### What you will do
Convert the lines starting at the one containing "Practice step: find the mountain peak" and ending at the final line below into a JSON list of strings, one string per line, with blank lines left out.

### Records supplied
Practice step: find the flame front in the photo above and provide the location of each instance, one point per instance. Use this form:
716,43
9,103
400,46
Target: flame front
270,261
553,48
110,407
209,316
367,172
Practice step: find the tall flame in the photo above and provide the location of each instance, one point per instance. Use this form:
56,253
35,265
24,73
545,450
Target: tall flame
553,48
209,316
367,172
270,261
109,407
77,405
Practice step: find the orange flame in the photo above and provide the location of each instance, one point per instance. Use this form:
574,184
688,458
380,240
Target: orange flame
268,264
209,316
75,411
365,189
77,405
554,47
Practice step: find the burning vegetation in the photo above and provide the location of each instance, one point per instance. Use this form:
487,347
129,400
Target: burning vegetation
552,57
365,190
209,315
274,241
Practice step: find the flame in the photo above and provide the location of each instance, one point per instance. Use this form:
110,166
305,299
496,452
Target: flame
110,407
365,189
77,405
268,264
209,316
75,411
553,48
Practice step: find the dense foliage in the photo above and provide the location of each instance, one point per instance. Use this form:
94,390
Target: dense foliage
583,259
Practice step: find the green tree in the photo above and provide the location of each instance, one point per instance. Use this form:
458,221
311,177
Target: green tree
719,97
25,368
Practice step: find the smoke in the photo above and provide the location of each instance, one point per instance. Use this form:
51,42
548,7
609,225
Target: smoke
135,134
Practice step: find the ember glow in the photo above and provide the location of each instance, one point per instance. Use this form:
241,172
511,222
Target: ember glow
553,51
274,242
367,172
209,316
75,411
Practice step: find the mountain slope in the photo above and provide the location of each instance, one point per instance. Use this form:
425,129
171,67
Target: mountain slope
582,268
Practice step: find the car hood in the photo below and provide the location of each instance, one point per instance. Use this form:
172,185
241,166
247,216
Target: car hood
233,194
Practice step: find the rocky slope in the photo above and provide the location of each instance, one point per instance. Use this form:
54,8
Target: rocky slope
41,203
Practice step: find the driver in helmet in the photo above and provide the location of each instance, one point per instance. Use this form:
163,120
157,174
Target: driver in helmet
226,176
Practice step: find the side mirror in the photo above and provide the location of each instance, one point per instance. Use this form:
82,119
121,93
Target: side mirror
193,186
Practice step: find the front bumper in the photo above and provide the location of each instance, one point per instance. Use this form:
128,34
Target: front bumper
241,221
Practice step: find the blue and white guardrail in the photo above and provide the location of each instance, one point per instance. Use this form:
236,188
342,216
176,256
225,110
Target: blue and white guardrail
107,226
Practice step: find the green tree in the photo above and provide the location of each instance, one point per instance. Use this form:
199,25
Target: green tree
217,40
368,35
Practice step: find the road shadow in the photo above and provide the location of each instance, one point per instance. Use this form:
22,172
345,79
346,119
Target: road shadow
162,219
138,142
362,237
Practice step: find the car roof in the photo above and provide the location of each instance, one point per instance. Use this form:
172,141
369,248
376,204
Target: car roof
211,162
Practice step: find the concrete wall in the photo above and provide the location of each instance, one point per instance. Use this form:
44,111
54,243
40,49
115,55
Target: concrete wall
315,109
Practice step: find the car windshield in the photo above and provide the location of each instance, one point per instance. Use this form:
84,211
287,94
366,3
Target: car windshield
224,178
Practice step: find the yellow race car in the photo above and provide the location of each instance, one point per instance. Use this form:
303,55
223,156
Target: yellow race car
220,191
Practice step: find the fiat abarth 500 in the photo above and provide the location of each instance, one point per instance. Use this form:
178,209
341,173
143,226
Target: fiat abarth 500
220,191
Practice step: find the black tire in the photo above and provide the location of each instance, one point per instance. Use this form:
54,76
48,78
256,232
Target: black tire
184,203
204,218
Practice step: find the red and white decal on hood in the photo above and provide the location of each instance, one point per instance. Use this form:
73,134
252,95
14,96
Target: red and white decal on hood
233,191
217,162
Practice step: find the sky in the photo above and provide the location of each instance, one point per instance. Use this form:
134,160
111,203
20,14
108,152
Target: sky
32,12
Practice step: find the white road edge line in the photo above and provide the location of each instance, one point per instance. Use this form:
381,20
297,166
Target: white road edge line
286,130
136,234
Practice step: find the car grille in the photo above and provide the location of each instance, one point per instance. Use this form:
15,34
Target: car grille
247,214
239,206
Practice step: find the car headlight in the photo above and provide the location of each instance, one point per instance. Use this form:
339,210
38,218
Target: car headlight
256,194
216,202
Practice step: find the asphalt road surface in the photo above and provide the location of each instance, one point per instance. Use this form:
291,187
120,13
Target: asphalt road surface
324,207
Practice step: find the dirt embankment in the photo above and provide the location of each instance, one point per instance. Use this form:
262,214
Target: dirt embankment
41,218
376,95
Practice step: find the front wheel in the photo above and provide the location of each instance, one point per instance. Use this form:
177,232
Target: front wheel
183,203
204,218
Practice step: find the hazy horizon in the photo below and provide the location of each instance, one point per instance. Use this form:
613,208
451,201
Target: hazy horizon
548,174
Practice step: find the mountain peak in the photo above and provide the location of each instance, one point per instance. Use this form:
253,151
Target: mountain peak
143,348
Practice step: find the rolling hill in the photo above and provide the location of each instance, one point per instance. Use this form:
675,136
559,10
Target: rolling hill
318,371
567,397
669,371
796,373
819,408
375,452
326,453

### Full response
[
  "Practice step: find the mountain peak in the photo above and provide the location of each instance, one point per instance. Use this form:",
  "253,151",
  "Target: mountain peak",
  "143,348",
  "Practice step: find the rolling hill in the photo above and provide the location of each instance, one point per instance. Use this form:",
  "675,136",
  "559,10",
  "Target: rolling hill",
  "318,371",
  "567,397",
  "669,371",
  "796,373",
  "819,408",
  "375,452",
  "326,453"
]